* [Selection]:
-*-*-

How to install environment

  1. Clone the repository into a directory. We refer to that directory as TCN_LIPREADING_ROOT.
git clone --recursive https://github.com/mpc001/Lipreading_using_Temporal_Convolutional_Networks.git
  1. Install all required packages.
pip install -r requirements.txt

How to prepare dataset

  1. Download a pre-trained model from Model Zoo and put the model into the $TCN_LIPREADING_ROOT/models/ folder.

  2. For audio-only experiments, please pre-process audio waveforms using the script extract_audio_from_video.py in the preprocessing folder and save them to $TCN_LIPREADING_ROOT/datasets/audio_data/.

  3. For VSR benchmarks reported in Table 1, please download our pre-computed landmarks from GoogleDrive or BaiduDrive (key: m00k) and unzip them to $TCN_LIPREADING_ROOT/landmarks/ folder. please pre-process mouth ROIs using the script crop_mouth_from_video.py in the preprocessing folder and save them to $TCN_LIPREADING_ROOT/datasets/visual_data/.

  4. For VSR benchmarks reported in Table 2, please download our pre-computed landmarks from GoogleDrive or BaiduDrive (key: kumy) and unzip them to $TCN_LIPREADING_ROOT/landmarks/ folder. please pre-process mouth ROIs using the script crop_mouth_from_video.py in the legacy_preprocessing folder and save them to $TCN_LIPREADING_ROOT/datasets/visual_data/.

How to train

  1. Train a visual-only model.
CUDA_VISIBLE_DEVICES=0 python main.py --modality video \
                                      --config-path <MODEL-JSON-PATH> \
                                      --annonation-direc <ANNONATION-DIRECTORY> \
                                      --data-dir <MOUTH-ROIS-DIRECTORY>
  1. Train an audio-only model.

-*-*-

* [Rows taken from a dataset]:
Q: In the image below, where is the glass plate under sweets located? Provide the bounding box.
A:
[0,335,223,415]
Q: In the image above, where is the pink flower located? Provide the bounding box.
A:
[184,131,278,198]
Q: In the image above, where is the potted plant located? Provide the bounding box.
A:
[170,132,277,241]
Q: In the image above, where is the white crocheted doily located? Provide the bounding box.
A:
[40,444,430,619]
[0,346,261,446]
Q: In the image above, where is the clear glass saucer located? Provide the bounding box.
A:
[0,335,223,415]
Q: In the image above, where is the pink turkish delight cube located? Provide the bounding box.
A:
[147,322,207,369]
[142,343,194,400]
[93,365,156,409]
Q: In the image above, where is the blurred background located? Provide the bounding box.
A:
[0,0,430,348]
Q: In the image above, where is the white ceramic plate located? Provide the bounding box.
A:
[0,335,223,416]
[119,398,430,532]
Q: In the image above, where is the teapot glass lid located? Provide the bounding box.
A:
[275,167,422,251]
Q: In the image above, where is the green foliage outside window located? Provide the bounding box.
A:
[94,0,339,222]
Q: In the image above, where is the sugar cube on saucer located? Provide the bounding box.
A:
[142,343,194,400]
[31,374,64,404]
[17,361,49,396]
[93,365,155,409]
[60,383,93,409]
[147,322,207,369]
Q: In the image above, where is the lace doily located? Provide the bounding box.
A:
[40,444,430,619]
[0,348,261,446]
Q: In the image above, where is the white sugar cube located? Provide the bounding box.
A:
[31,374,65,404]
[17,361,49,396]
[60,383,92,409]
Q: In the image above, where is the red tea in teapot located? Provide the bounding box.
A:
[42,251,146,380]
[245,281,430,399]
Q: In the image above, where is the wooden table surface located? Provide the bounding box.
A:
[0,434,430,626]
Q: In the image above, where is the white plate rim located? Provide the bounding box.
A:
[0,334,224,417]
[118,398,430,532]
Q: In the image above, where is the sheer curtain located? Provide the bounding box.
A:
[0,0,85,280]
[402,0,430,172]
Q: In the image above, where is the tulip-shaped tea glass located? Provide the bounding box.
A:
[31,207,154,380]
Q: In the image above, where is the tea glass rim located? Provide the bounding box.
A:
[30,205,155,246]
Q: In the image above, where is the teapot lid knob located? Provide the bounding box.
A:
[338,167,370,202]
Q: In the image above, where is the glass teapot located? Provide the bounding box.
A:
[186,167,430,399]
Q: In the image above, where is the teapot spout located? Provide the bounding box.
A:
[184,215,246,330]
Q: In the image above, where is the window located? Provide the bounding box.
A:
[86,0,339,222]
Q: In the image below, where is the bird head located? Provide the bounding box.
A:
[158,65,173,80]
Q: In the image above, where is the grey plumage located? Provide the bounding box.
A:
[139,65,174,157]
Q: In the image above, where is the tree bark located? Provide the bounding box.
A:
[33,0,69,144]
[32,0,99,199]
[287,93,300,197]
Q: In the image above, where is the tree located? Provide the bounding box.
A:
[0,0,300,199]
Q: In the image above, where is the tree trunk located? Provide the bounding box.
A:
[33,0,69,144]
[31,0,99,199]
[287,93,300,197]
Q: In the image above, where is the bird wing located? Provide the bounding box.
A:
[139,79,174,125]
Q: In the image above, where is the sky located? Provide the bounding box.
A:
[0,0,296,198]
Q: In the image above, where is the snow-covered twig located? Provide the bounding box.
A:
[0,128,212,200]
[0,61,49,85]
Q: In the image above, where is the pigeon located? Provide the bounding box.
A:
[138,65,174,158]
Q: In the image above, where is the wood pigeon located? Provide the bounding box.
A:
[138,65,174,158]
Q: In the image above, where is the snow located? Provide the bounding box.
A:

-*-*-

* [Challenge A]:
Quote the lipreading setup guide from "3. For VSR benchmarks" to "a visual-only model.".
* [Challenge B]:
Answer these questions using the lipreading setup guide.
(i) Which script pre-processes audio waveforms for audio-only experiments?
(ii) What key is given for the landmarks used in the Table 2 benchmarks?
(iii) Into which folder should a downloaded pre-trained model be placed?

* [Exercise response A]:
3. For VSR benchmarks reported in Table 1, please download our pre-computed landmarks from GoogleDrive or BaiduDrive (key: m00k) and unzip them to $TCN_LIPREADING_ROOT/landmarks/ folder. please pre-process mouth ROIs using the script crop_mouth_from_video.py in the preprocessing folder and save them to $TCN_LIPREADING_ROOT/datasets/visual_data/.

  4. For VSR benchmarks reported in Table 2, please download our pre-computed landmarks from GoogleDrive or BaiduDrive (key: kumy) and unzip them to $TCN_LIPREADING_ROOT/landmarks/ folder. please pre-process mouth ROIs using the script crop_mouth_from_video.py in the legacy_preprocessing folder and save them to $TCN_LIPREADING_ROOT/datasets/visual_data/.

How to train

  1. Train a visual-only model.

* [Exercise response B]:
(i) extract_audio_from_video.py, in the preprocessing folder
(ii) kumy
(iii) $TCN_LIPREADING_ROOT/models/